-- Task description --
Every line below should be copied exactly; drop the pictures.

-- Supplied data --
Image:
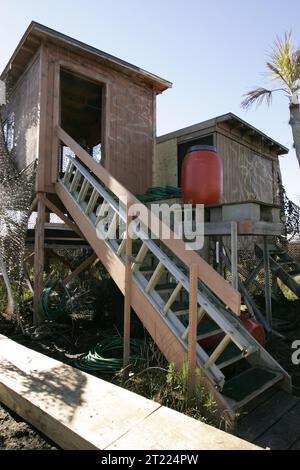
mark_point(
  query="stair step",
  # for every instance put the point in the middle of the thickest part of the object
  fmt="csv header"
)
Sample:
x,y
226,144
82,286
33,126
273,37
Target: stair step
x,y
147,269
249,384
286,263
180,308
168,287
208,328
295,272
231,355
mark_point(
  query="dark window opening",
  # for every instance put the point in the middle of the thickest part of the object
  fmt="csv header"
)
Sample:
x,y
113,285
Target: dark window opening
x,y
9,131
81,114
183,148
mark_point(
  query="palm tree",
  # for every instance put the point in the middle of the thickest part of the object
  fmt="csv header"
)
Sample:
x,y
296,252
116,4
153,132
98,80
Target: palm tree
x,y
283,68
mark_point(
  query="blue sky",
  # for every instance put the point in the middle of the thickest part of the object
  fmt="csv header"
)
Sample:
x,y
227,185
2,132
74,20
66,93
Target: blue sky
x,y
212,51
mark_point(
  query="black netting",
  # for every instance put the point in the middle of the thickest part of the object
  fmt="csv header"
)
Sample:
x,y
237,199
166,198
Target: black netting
x,y
16,194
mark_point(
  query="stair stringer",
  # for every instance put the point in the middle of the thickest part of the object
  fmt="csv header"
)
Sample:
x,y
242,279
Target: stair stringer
x,y
171,346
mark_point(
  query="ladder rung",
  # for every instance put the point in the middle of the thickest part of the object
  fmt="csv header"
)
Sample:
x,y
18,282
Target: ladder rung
x,y
68,172
155,277
200,315
140,257
92,202
75,181
218,351
122,247
83,191
172,298
113,226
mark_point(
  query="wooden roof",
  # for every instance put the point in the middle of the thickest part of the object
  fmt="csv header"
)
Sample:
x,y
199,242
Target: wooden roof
x,y
37,32
235,123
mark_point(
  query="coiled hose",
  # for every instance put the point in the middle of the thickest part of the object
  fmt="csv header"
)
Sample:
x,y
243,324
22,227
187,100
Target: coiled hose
x,y
107,356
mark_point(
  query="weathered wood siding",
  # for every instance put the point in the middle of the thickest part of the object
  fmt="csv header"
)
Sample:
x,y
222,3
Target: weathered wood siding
x,y
130,126
246,174
24,103
250,167
165,166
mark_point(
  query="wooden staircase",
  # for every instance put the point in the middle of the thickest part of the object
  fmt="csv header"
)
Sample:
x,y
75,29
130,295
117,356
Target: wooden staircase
x,y
161,287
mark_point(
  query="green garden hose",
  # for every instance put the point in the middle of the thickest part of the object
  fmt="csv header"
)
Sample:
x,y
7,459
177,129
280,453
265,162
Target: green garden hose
x,y
107,356
53,301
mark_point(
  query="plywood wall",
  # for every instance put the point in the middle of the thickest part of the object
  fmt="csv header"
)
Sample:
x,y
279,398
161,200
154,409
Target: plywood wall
x,y
130,126
24,103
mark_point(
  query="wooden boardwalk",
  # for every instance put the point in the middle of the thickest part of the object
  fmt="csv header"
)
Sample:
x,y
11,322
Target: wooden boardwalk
x,y
79,411
274,423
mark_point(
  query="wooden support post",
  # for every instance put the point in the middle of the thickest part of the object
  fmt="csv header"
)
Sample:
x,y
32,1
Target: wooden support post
x,y
127,298
268,291
38,262
192,337
234,256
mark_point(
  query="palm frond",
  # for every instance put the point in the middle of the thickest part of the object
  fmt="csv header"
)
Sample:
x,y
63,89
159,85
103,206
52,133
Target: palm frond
x,y
258,96
284,64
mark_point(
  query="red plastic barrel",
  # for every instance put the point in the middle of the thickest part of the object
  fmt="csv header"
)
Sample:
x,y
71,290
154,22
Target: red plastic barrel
x,y
202,176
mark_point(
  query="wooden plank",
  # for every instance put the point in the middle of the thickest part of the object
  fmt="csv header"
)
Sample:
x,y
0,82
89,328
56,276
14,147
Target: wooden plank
x,y
265,416
60,214
127,290
167,429
56,120
74,409
284,433
43,92
79,411
192,333
39,262
268,292
207,274
85,264
234,256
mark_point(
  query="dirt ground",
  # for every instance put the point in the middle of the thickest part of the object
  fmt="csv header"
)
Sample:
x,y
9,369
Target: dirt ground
x,y
15,434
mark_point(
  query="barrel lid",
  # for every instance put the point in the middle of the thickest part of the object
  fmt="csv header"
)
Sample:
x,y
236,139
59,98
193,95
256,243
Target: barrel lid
x,y
194,148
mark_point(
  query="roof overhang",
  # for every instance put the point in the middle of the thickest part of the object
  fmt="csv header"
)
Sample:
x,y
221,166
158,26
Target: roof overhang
x,y
36,33
235,123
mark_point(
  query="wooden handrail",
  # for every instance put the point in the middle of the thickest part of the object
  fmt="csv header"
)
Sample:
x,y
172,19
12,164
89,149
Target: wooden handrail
x,y
213,280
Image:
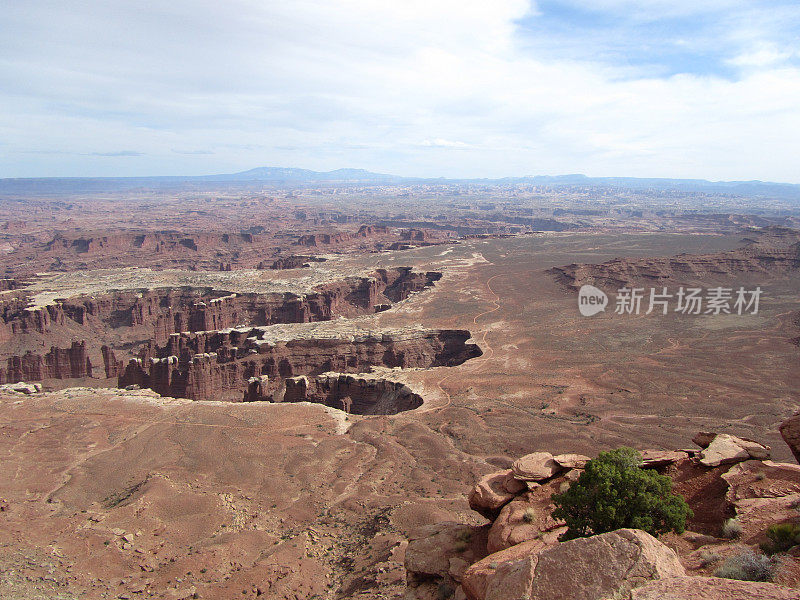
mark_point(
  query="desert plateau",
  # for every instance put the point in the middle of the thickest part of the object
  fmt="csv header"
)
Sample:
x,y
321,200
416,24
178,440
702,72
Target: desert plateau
x,y
243,413
419,300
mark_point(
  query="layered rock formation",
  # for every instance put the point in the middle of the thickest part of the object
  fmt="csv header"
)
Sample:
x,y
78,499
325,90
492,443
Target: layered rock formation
x,y
354,394
790,431
57,363
219,365
150,317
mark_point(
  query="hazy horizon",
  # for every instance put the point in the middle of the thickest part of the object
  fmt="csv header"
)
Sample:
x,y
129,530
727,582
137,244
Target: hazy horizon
x,y
679,89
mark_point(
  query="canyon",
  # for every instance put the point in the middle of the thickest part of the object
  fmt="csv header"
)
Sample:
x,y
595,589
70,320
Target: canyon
x,y
204,343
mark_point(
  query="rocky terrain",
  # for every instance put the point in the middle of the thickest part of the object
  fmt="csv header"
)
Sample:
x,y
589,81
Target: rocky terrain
x,y
267,391
143,323
773,252
518,555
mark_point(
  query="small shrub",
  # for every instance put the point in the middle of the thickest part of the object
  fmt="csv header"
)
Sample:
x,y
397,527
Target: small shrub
x,y
747,566
529,515
613,492
732,529
781,537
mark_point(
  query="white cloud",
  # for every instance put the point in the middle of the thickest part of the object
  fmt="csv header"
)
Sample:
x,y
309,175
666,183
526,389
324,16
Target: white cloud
x,y
327,84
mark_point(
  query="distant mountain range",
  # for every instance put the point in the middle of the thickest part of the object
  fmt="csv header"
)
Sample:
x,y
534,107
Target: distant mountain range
x,y
298,177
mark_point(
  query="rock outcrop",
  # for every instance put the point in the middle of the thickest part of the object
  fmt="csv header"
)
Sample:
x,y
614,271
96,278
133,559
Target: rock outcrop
x,y
723,448
537,466
525,559
437,556
129,317
711,588
493,491
590,568
790,432
57,363
218,365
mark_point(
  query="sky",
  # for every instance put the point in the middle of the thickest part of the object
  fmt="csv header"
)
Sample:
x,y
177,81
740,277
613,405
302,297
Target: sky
x,y
643,88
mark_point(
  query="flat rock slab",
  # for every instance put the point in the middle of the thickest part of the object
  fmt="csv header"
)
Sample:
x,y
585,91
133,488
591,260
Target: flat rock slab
x,y
536,466
712,588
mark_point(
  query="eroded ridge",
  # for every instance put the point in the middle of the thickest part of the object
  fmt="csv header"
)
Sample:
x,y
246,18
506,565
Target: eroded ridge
x,y
250,364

-- Output below --
Image:
mark_point(
  query="stair step",
  # for every instance put the point in the middle of the thickest part of the object
  fmt="csv header"
)
Sample:
x,y
226,144
82,286
33,126
273,37
Target: stair step
x,y
147,269
249,384
286,263
180,308
168,287
208,328
295,272
231,355
mark_point(
  query="dark window opening",
  # for every instance put the point in the middle of the thickest part of the object
  fmt="csv header"
)
Sample:
x,y
113,285
Target: dark window opening
x,y
9,131
81,114
183,148
mark_point(
  query="palm tree",
  # for every instance put the point in the middle of the thickest part of the object
  fmt="csv header"
)
Sample:
x,y
296,252
116,4
153,132
98,80
Target: palm tree
x,y
283,68
mark_point(
  query="blue sky",
  # for every instance put the point in the middle of the thickest part of the object
  fmt="csv header"
)
Sample:
x,y
227,185
2,132
74,20
66,93
Target: blue sky
x,y
212,51
mark_point(
  query="black netting",
  # for every instance put the point in the middle of the thickest part of the object
  fmt="csv header"
)
Sample:
x,y
237,199
166,198
Target: black netting
x,y
16,194
mark_point(
  query="stair stringer",
  # for every instance put the point in the middle of the thickest part of the object
  fmt="csv header"
)
Sample:
x,y
242,279
Target: stair stringer
x,y
171,346
mark_point(
  query="ladder rung",
  # for every instance put the point in the middle of the thickest part of the object
  fmt="csv header"
)
Sample:
x,y
18,282
Target: ladder rung
x,y
68,172
155,277
200,315
140,257
92,202
75,181
218,351
122,247
83,191
172,298
113,226
mark_point(
  query="wooden roof",
  # for every instance put the point in the middle of the thickest part of the object
  fmt="csv header"
)
Sample:
x,y
199,242
Target: wooden roof
x,y
37,32
235,123
mark_point(
  query="coiled hose",
  # for every instance put the point in the middle of the thickest part of the object
  fmt="csv header"
)
Sample:
x,y
243,324
22,227
187,100
Target: coiled hose
x,y
107,356
mark_point(
  query="weathered wood siding",
  # for every instance put the point in the middle of the thickest part of the object
  fmt="csv header"
)
Sample:
x,y
222,3
Target: weathered wood siding
x,y
130,126
246,174
24,103
250,167
165,166
mark_point(
  query="wooden staircase",
  # for every instance put the point in the middle of the thickest part of the object
  fmt="csv header"
)
Sample:
x,y
75,29
130,295
117,356
Target: wooden staircase
x,y
161,287
mark_point(
  query="green garden hose",
  # for every instance put the point in the middle of the thickest part of the object
  fmt="csv header"
)
Sample:
x,y
7,459
177,129
280,453
265,162
Target: green garden hose
x,y
107,356
53,301
mark_point(
  query="plywood wall",
  # for every instance put the point in the middle of the thickest part of the object
  fmt="csv header"
)
Sample:
x,y
279,398
161,200
154,409
Target: plywood wall
x,y
130,126
24,103
mark_point(
  query="wooden boardwalk",
  # for every instance put the point in the middle of the thickest part of the object
  fmt="csv header"
)
Sample:
x,y
11,322
Target: wooden boardwalk
x,y
79,411
274,423
mark_point(
  query="wooden support post",
  # for every instance put the point in the middle of the thickest part of the object
  fmt="csv header"
)
Sample:
x,y
32,1
Target: wooden support post
x,y
127,298
268,291
38,262
192,337
234,256
mark_point(
  query="palm frond",
  # for every instance put the point in the middle of the thickest part of the object
  fmt="csv header"
)
Sample:
x,y
63,89
159,85
103,206
52,133
Target: palm frond
x,y
258,96
284,64
mark_point(
  query="red plastic barrel",
  # for every instance put the point in the middle of the thickest part of the object
  fmt="csv header"
)
Sample:
x,y
71,290
154,22
Target: red plastic barrel
x,y
202,176
mark_point(
  query="wooden plank",
  # for every instance put the point in the middle of the thickest part of the object
  fmt="csv header"
)
Sample:
x,y
0,82
89,328
56,276
14,147
Target: wooden plank
x,y
265,416
60,214
127,290
167,429
56,120
74,409
284,433
43,92
79,411
192,333
39,262
268,292
207,274
85,264
234,256
mark_point(
  query="dirt ground",
  # for every instance put the point in the middle of the thickest part of the object
  fmt="csv header"
)
Sample:
x,y
9,369
Target: dirt ground
x,y
15,434
mark_point(
  query="barrel lid",
  # for every instance put the point in the middle of the thickest part of the object
  fmt="csv header"
)
Sample:
x,y
236,139
59,98
193,95
256,243
Target: barrel lid
x,y
194,148
mark_point(
  query="roof overhang",
  # for every instance put the point in the middle of the thickest part of the object
  fmt="csv header"
)
Sample:
x,y
221,166
158,26
Target: roof overhang
x,y
36,33
235,123
mark_point(
  query="wooden handrail",
  # for every instance put the point in the middle of the thickest part of the object
  fmt="csv header"
)
Sample:
x,y
172,19
12,164
89,149
Target: wooden handrail
x,y
213,280
Image:
mark_point(
  query="desert plateau",
  # for every instance put the point in the middle of the thickest part of the object
  fmt="csv header"
)
Sample:
x,y
321,200
416,24
178,440
702,72
Target: desert plateau
x,y
243,413
419,300
mark_point(
  query="layered rock formation",
  # for every instance put the point in the middle of the thickest part of the object
  fmt="csv header"
)
Sample:
x,y
78,499
325,90
492,443
Target: layered rock formation
x,y
354,394
790,431
57,363
219,365
150,317
mark_point(
  query="hazy horizon",
  # for every instance put the point in the middle of the thickest part of the object
  fmt="csv header"
)
Sample:
x,y
129,530
727,582
137,244
Target: hazy horizon
x,y
679,89
mark_point(
  query="canyon",
  # for every instance put the point in the middle of the thickest part of the object
  fmt="csv header"
)
Sample:
x,y
595,589
70,320
Target: canyon
x,y
204,343
mark_point(
  query="rocky terrain",
  # for every instance put the point in the middle of the thickest part of the object
  fmt="csv header"
)
Sample:
x,y
589,81
Target: rocky terrain
x,y
267,391
143,323
773,252
518,555
mark_point(
  query="small shrub",
  # for every instance put the point in the middle of the thickest part of the object
  fmt="csv header"
)
Sample:
x,y
397,527
Target: small shrub
x,y
747,566
529,515
613,492
732,529
781,537
mark_point(
  query="white cloud",
  # for every instance put the point in the middle of the thickest part of the object
  fmt="csv header"
)
Sample:
x,y
309,175
666,183
526,389
324,16
Target: white cloud
x,y
327,84
mark_point(
  query="distant mountain range",
  # for every instance put the point in the middle of the thickest part of the object
  fmt="csv header"
)
Sample:
x,y
534,107
Target: distant mountain range
x,y
298,177
mark_point(
  query="rock outcrop",
  # for every instance put the point in the middle of the thickest part of the object
  fmt="csv header"
)
Sample:
x,y
614,271
96,278
133,559
Target: rock outcrop
x,y
723,448
537,466
525,559
437,556
129,317
711,588
493,491
590,568
790,432
57,363
218,365
mark_point(
  query="sky",
  # for every instance put the point in the middle of the thickest part of the object
  fmt="csv header"
)
Sample:
x,y
177,81
740,277
613,405
302,297
Target: sky
x,y
643,88
mark_point(
  query="flat rock slab",
  # for every instance put the point in the middle of the thickest part of the object
  fmt="csv header"
)
Sample:
x,y
585,91
133,488
591,260
Target: flat rock slab
x,y
536,466
712,588
mark_point(
  query="eroded ridge",
  # for every instance put the point in the middle of the thickest part of the object
  fmt="csv header"
)
Sample:
x,y
246,18
506,565
Target: eroded ridge
x,y
250,364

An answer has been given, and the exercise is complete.